- _Entries supplied_
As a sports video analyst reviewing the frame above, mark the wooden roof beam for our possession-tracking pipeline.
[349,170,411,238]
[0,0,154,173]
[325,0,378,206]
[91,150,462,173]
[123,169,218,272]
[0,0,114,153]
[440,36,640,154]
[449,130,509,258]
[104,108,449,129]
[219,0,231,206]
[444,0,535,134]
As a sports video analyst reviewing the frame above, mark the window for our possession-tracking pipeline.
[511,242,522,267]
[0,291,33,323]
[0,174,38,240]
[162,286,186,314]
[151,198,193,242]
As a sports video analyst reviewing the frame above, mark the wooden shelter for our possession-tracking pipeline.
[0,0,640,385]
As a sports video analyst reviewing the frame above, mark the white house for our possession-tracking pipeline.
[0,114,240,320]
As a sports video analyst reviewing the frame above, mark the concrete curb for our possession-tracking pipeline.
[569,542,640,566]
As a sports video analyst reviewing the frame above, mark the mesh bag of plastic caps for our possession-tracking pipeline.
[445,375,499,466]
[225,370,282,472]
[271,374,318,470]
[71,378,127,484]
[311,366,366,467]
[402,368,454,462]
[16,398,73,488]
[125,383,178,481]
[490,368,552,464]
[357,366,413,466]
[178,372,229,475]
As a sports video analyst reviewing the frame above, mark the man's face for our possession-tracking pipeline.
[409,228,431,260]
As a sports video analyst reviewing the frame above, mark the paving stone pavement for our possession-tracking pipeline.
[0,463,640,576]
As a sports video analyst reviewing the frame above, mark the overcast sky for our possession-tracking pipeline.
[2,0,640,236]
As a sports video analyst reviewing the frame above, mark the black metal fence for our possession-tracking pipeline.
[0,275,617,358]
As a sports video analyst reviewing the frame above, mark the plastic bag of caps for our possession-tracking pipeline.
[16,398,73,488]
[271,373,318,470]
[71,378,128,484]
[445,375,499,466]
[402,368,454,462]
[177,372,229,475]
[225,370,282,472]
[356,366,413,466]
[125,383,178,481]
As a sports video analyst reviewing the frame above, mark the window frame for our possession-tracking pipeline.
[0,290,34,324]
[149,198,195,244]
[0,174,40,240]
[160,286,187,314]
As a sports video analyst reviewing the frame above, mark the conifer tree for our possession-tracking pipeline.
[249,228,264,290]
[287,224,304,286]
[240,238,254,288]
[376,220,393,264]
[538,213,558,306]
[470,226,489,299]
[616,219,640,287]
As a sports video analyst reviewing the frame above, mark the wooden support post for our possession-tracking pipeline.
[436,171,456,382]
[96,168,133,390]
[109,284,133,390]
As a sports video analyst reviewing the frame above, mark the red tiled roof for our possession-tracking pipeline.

- _What the task requires_
Copy the material above, starting at its first line and stopping after the line containing "[569,542,640,566]". Keep every line of text, and offset each bounding-box coordinate by 131.

- _Task result_
As a sports video analyst reviewing the frame above, mark the wooden roof beam for our possession-tracking pipeline.
[480,301,542,369]
[131,131,285,304]
[456,131,509,337]
[222,281,593,304]
[254,300,349,403]
[131,131,245,284]
[571,167,771,285]
[580,261,640,389]
[235,239,580,260]
[350,131,362,337]
[575,131,666,265]
As a sports video analyst reviewing the frame above, mark the window for our possession-tracking pipeline.
[642,373,653,398]
[131,422,164,454]
[131,305,169,371]
[293,417,317,445]
[282,329,324,373]
As a sports video analyst reviewing the frame above, mark the wooden shelter for our possession-tracking pipeline.
[131,131,771,516]
As a sports video analyst reviewing the frame above, mark the white house for our possession-tracking pipeline.
[131,245,371,451]
As a sports video analyst reviewing the frame above, mark the concrete curb for our possession-tracking pipeline.
[700,673,771,697]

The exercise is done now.